• [Work item]: Could you rewrite all of the entries below, replacing "positive clicks" with "foreground clicks" and keeping everything else the same? Please leave the pictures out of your version.

[Entries from a dataset]
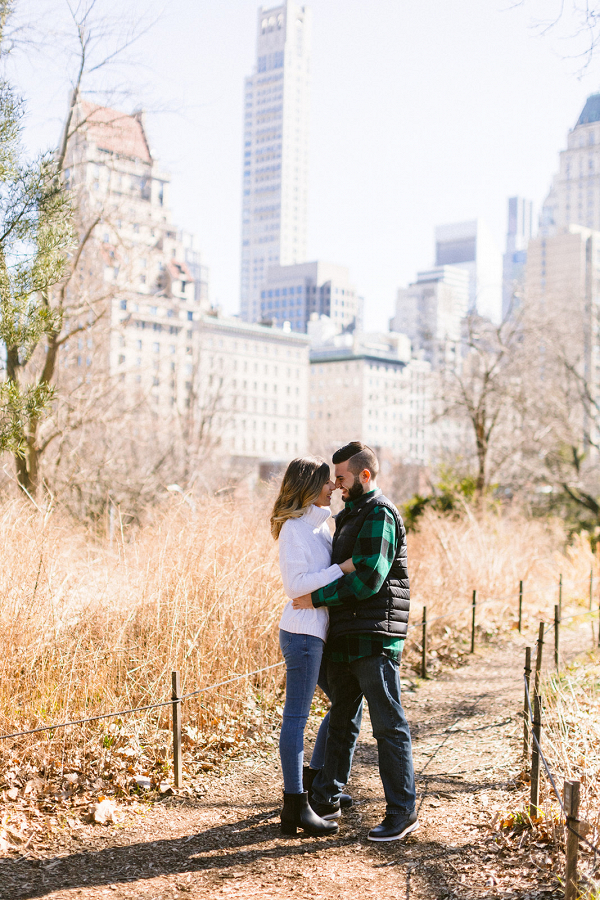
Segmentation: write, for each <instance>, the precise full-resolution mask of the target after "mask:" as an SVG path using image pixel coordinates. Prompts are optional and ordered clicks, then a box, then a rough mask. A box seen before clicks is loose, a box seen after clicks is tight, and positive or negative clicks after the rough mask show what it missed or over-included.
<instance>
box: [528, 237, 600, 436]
mask: <svg viewBox="0 0 600 900" xmlns="http://www.w3.org/2000/svg"><path fill="white" fill-rule="evenodd" d="M525 298H526V303H527V307H528V309H529V310H530V311H531V312H532V313H533V314H534V315H539V316H540V317H542V321H543V323H544V330H545V333H546V334H547V335H548V340H549V346H550V347H553V348H554V349H555V352H556V345H557V344H558V349H559V352H560V353H561V355H563V356H564V357H565V359H566V360H567V361H568V364H569V366H571V367H572V369H573V371H574V372H576V373H577V374H578V375H579V377H580V378H582V379H583V380H584V382H585V384H586V394H587V395H588V397H587V399H588V400H589V401H590V403H591V404H592V405H593V406H595V407H596V408H598V404H600V231H593V230H592V229H589V228H585V227H583V226H581V225H570V226H569V227H568V228H567V229H565V230H562V231H560V232H558V233H557V234H554V235H550V236H540V237H538V238H536V239H535V240H532V241H530V243H529V249H528V254H527V266H526V279H525ZM546 366H548V367H550V369H554V367H555V360H554V359H553V358H552V356H551V355H550V352H549V351H548V350H547V348H545V347H544V346H543V345H542V346H541V348H540V367H541V369H542V378H543V379H544V372H543V369H544V367H546ZM544 380H545V379H544ZM541 386H542V389H544V385H543V384H542V385H541ZM545 389H546V390H547V389H548V388H547V386H546V388H545ZM578 393H579V392H576V393H575V395H574V398H573V402H574V403H575V404H576V403H577V401H578V399H579V397H578ZM589 428H590V423H589V422H585V421H584V422H583V423H582V434H583V437H584V439H585V438H586V437H589ZM593 439H594V442H597V441H598V435H597V434H595V435H594V436H593Z"/></svg>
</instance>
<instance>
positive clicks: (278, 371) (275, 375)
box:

• [Task answer]:
Segmentation: write, for each <instance>, the precise full-resolution mask of the target after "mask:" as an SVG path using image pixel coordinates. Prompts are optional and ordered clicks, then a box, then a rough mask. A box seen before clicks is loose, a box seen after clicks is tight, and positive or negative clicks after the rough mask show what it missed or over-included.
<instance>
box: [528, 237, 600, 436]
mask: <svg viewBox="0 0 600 900" xmlns="http://www.w3.org/2000/svg"><path fill="white" fill-rule="evenodd" d="M525 298H526V303H527V307H528V309H529V310H530V311H531V312H532V313H533V314H534V315H539V316H540V317H542V321H543V323H544V330H545V333H546V334H547V335H548V340H549V346H550V347H553V348H554V349H555V352H556V345H557V344H558V349H559V352H560V353H561V355H563V356H564V357H565V359H566V360H567V361H568V364H569V366H571V367H572V369H573V371H574V372H576V373H577V374H578V375H579V377H580V378H582V379H583V380H584V382H585V384H586V394H587V395H588V397H587V399H588V400H589V401H590V403H591V404H592V405H593V406H595V407H596V408H598V404H600V231H593V230H592V229H589V228H585V227H583V226H581V225H570V226H569V227H568V228H567V229H565V230H562V231H560V232H558V233H557V234H554V235H550V236H540V237H538V238H536V239H535V240H532V241H530V243H529V249H528V254H527V266H526V279H525ZM546 366H548V367H550V369H554V367H555V360H554V359H553V358H552V356H551V355H550V352H549V351H548V350H547V348H545V347H544V346H543V345H542V346H541V348H540V367H541V369H542V378H543V379H544V372H543V369H544V367H546ZM544 380H545V379H544ZM541 386H542V389H544V385H543V384H542V385H541ZM545 389H546V390H547V389H548V388H547V386H546V388H545ZM578 393H579V392H576V393H575V395H574V398H573V402H574V403H575V404H576V403H577V401H578V399H579V397H578ZM589 428H590V423H589V422H585V421H584V422H583V423H582V434H583V437H584V439H585V438H586V437H589ZM593 439H594V442H597V441H598V435H597V434H595V435H594V436H593Z"/></svg>
</instance>
<instance>
foreground clicks: (278, 371) (275, 375)
box:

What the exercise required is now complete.